WHAT IS REQUIRED: State how many lines in the listing below contain the string "waistband". Give only the number.

RECORDS FOR THIS EXERCISE:
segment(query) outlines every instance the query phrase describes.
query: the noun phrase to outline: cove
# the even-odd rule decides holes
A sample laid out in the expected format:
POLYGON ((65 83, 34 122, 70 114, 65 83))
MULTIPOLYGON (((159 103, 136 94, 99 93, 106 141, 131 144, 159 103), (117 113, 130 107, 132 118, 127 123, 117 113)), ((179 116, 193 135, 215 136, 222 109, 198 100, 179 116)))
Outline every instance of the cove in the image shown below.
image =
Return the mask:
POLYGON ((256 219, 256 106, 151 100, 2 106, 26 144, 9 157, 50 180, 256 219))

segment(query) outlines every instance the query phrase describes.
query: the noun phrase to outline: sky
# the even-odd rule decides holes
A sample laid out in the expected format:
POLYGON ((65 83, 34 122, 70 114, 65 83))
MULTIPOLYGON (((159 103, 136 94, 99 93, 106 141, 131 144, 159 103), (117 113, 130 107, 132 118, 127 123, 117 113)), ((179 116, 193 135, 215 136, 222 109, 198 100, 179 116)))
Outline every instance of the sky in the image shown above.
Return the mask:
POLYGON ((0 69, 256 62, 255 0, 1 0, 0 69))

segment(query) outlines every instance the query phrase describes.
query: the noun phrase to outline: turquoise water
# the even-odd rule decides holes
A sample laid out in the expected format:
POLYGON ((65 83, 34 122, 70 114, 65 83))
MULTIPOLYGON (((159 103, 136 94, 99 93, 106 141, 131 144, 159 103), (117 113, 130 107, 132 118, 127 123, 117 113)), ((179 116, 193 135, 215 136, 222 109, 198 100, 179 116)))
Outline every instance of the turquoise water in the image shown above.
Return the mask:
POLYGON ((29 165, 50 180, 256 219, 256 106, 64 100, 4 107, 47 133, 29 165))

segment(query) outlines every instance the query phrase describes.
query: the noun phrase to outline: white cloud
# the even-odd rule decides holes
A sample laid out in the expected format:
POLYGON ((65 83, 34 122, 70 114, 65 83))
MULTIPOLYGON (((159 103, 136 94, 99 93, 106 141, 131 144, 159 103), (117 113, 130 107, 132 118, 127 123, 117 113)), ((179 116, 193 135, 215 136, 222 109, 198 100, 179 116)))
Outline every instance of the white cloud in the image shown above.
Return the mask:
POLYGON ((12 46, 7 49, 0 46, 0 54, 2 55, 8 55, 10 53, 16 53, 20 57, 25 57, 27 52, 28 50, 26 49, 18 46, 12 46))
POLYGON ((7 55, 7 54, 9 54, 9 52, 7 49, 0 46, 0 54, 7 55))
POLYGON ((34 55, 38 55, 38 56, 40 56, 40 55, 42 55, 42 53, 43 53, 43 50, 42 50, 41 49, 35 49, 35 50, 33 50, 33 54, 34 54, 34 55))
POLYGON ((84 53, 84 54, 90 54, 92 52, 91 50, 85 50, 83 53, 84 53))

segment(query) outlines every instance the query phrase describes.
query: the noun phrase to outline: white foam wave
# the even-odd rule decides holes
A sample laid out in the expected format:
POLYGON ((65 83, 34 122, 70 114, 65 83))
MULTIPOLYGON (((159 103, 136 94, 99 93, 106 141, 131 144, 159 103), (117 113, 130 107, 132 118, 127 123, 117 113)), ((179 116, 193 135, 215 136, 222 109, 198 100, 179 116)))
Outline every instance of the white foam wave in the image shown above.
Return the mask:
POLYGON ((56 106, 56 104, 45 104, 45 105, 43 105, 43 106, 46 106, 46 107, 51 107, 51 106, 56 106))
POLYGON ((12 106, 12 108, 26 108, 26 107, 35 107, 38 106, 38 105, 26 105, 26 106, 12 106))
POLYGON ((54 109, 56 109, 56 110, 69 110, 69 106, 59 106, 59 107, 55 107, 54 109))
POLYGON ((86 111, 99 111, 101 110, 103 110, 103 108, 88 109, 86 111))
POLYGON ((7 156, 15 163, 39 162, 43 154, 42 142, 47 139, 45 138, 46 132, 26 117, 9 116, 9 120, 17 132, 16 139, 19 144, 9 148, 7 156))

---

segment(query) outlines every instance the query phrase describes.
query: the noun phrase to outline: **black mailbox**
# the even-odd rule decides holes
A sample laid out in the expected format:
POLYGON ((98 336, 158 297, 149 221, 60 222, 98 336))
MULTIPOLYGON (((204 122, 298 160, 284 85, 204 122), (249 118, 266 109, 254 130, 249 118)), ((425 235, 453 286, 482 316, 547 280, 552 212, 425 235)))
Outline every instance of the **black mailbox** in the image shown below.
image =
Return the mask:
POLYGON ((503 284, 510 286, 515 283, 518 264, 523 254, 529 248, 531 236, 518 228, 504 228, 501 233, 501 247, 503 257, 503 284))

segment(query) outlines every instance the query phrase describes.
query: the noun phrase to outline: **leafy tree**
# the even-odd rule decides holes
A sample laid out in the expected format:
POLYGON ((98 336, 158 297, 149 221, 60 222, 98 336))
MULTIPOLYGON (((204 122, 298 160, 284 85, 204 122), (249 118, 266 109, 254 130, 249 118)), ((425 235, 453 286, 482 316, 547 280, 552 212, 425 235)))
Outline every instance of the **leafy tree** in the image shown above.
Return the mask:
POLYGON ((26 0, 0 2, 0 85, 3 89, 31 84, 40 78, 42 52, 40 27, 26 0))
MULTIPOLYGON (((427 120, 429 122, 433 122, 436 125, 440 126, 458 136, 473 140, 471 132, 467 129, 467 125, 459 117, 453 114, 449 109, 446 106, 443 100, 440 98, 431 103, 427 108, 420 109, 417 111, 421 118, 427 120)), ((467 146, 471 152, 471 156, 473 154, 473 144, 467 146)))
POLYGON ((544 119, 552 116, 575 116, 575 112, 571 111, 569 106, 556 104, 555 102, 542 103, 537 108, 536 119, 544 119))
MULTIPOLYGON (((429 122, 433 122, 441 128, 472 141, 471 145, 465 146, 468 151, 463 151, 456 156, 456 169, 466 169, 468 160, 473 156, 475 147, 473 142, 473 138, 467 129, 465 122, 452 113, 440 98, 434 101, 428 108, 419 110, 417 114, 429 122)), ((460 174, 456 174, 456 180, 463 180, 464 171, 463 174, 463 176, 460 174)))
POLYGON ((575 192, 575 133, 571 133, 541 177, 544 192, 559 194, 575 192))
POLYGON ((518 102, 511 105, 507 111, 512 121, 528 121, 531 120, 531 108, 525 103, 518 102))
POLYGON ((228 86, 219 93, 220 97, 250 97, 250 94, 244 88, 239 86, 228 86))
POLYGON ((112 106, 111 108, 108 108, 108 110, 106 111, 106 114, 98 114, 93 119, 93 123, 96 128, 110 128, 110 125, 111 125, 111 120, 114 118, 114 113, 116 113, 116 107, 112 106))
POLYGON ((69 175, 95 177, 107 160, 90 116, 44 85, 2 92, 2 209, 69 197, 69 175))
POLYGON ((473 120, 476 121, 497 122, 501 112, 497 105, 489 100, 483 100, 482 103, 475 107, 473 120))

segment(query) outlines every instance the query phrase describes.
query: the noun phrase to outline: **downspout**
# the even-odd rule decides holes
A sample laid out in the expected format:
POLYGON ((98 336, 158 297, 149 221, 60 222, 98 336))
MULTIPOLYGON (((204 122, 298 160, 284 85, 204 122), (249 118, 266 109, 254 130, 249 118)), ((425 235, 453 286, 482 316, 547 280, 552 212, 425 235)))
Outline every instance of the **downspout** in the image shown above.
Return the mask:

--

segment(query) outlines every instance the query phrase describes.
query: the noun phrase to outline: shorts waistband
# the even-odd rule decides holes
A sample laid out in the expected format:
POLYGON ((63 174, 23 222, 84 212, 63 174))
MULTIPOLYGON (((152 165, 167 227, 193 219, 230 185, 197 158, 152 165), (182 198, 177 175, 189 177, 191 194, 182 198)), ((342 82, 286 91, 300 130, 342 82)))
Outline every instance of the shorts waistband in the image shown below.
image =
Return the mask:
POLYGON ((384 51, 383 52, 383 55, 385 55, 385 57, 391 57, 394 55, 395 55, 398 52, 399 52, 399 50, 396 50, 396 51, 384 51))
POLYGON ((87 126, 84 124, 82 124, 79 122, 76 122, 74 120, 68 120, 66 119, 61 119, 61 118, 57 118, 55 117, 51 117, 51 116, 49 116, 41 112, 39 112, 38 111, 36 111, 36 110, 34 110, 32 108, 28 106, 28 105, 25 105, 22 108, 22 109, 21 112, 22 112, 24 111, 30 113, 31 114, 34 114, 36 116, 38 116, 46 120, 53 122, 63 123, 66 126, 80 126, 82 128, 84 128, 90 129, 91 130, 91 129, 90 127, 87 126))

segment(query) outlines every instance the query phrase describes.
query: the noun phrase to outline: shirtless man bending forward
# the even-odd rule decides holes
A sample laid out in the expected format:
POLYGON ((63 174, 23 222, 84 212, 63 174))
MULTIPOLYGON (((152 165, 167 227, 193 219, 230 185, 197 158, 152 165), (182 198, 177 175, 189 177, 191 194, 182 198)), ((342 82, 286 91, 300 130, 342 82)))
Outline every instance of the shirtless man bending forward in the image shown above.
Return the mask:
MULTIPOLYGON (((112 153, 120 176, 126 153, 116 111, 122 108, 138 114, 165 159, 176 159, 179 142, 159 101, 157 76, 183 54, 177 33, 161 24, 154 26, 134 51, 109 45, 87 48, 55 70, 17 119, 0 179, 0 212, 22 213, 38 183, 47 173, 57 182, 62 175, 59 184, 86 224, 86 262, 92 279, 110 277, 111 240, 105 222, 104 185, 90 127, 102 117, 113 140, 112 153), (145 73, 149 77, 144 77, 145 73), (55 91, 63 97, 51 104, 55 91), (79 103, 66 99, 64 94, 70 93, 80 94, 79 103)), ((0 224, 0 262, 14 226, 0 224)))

RESULT OF THIS EXERCISE: 2